Excerpt to read section start

Healing with Horses

When Hannah Balmer, 17, isn’t scooting around in her wheelchair, she uses four legs. Since childhood, horses have played an invaluable role in Hannah’s life. Born with cerebral palsy, Hannah has gained tremendous benefits from horseback riding.

“Being able to ride a horse is an exceptional activity to someone with a physical handicap such as cerebral palsy,” says her father, Jim Balmer. “It’s really made a difference in her life, from an emotional as well as a physical standpoint.”

Recognizing the countless benefits that interaction with horses provides for the mentally and physically challenged, longtime horse instructor Cinnamon Ricker opened a therapeutic riding center called Spirit Ranch. This Denver-area nonprofit’s mission is to empower those who are physically, mentally, socially and economically disadvantaged by helping these individuals gain physical and emotional strength through horse interaction. While many therapeutic riding centers focus on one or two disadvantaged populations, Spirit Ranch reaches out to many populations, from abuse victims to those with disabilities to inner city children.

Ricker has worked with horses and taught clients throughout much of her life; she had her first student at age 14. “When I got into the horse world as a professional, I saw how the only people who really ride are healthy of body or healthy of checkbook, and I thought that wasn’t fair,” Ricker says. Spirit Ranch is a way she can “give back to the world at large for an industry that’s pretty much a luxury.”

The therapeutic ranch was founded in 2006, but remains in its start-up stage. Ricker is searching for a permanent home for the program, so she can offer facilities for handicapped clients, host multi-day camps, and provide activities for able-bodied siblings of therapeutic riders. Currently, Spirit Ranch hosts a day camp for autistic children from Creative Perspectives Inc.—an autism center that provides comprehensive services to families of kids with autism.

The center organizes two five-week summer camps, where the children spend one day at Spirit Ranch.

“Horseback riding is something the kids love—they really respond well to it,” says Creative Perspectives Director Gina Smith. “The momentum of the horse is really relaxing for them. Some of the kids actually lay forward on the horses, enjoying it from a sensory perspective.”

Last year 46 kids attended, ages six to 21.
There are a number of therapeutic benefits from horses that are both physical and emotional. “Children and adults who have felt disconnected because of a disability get to connect with this animal. It’s bigger than them, and it’s kind and soft. It’s very receptive to their energies,” Ricker says. “Physically, riding is strenuous—it works your flexibility, muscle tone and balance. Your sense of cooperation is enhanced because you have to use your body in concert with another creature that is moving a different way, which is really important for therapeutic kids.”

Balmer has noticed other significant benefits for his daughter, such as muscle relaxation and increased upper body tone. “When you ride a horse, it tends to send the same impulses up your spine that you would normally get from walking. So riding has the ability to keep nerve pathways open,” Balmer says. “People with cerebral palsy have very tight muscles and being on a horse helps to stretch those muscles while they’re having a good time.”

He also sees enhanced self-confidence in his daughter. “You have a person who doesn’t have a lot of control over what happens to them, now sitting on this 2,000-pound animal and making it go wherever they want it to,” Balmer says.

At Spirit Ranch, Ricker wants to have a horse rescue for abuse victims. “The process of helping another creature recover from abuse would be really therapeutic for the people who have been abused. It’s something I’ve always wanted to try,” she says.

Ricker also wants to incorporate non-horse related activities such as half-court basketball, a swimming pool and WiFi café so that siblings “don’t feel secondary to the child with special needs.”

Ricker will offer lessons to able-bodied riders that can happen at the same time as the therapeutic sessions. “[Cinnamon] is very good at what she does,” Balmer says. “She has a unique ability to relate to people—adults and kids of all ages—instilling in them some discipline to ride horses properly, while keeping it fun and rewarding.”

Excerpt to read section end
Data records section start

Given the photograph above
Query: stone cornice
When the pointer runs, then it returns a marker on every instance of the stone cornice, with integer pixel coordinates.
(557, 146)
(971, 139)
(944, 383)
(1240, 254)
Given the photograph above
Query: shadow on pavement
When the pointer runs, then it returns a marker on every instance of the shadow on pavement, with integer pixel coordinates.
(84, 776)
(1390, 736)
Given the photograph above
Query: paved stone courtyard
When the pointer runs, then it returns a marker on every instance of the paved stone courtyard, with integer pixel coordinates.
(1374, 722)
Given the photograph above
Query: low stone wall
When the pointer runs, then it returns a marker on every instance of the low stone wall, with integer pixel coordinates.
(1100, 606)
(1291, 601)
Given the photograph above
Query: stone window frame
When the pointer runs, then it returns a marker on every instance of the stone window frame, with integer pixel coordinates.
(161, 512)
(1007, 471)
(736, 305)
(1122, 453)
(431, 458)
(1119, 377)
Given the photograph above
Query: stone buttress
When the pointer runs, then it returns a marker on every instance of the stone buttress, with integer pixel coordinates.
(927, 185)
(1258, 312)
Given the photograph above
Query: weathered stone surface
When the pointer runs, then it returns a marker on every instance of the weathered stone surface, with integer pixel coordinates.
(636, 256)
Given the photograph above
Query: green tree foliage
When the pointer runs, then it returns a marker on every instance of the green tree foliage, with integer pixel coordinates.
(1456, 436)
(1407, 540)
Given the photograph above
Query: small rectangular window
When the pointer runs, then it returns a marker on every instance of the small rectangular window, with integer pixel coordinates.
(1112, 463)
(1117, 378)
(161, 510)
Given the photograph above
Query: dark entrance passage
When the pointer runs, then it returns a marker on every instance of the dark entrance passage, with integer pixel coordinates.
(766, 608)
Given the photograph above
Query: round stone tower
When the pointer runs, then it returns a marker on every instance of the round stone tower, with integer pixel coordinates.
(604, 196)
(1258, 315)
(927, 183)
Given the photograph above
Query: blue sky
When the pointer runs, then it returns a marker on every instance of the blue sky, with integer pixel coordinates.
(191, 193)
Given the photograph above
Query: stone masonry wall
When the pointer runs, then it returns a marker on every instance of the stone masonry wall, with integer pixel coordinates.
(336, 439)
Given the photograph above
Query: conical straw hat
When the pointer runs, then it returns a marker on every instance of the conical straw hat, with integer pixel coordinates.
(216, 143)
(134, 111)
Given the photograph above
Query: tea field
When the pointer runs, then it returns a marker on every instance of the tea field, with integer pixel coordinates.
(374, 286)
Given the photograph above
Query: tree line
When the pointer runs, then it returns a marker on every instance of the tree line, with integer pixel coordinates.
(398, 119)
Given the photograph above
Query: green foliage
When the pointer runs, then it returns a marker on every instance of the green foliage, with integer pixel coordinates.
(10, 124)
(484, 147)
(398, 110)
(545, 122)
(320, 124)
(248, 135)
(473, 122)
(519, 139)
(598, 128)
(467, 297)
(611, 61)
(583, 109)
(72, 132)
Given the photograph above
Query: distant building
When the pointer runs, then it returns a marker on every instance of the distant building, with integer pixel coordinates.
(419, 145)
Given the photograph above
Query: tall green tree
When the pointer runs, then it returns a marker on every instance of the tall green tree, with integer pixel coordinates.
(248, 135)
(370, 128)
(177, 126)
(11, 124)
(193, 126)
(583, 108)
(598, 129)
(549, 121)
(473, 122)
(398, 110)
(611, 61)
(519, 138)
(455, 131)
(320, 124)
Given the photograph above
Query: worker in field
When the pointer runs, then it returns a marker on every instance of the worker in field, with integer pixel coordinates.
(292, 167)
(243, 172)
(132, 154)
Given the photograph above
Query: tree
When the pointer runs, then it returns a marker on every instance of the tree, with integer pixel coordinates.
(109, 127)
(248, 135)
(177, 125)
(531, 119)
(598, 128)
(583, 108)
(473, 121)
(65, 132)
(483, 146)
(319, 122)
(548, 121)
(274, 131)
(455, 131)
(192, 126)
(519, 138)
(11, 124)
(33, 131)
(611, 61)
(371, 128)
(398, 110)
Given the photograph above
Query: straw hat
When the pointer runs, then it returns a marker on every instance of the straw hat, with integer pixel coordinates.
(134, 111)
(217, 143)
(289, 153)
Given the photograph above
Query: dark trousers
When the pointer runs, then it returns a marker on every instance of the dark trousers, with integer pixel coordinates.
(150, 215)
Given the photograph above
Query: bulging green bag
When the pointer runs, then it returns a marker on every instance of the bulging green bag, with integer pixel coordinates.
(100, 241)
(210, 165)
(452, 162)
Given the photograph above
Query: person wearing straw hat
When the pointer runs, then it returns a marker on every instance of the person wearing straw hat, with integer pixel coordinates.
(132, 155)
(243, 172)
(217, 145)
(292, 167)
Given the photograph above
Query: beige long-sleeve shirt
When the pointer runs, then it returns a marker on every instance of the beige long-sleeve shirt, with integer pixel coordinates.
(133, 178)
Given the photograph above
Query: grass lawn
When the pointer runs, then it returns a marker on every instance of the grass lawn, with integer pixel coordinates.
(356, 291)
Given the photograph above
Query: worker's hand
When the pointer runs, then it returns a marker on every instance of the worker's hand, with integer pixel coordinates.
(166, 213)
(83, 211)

Data records section end

● **Exercise brief**:
In the article about Spirit Ranch, what age was Cinnamon Ricker when she had her first student?

● **Answer for the task**:
She was 14.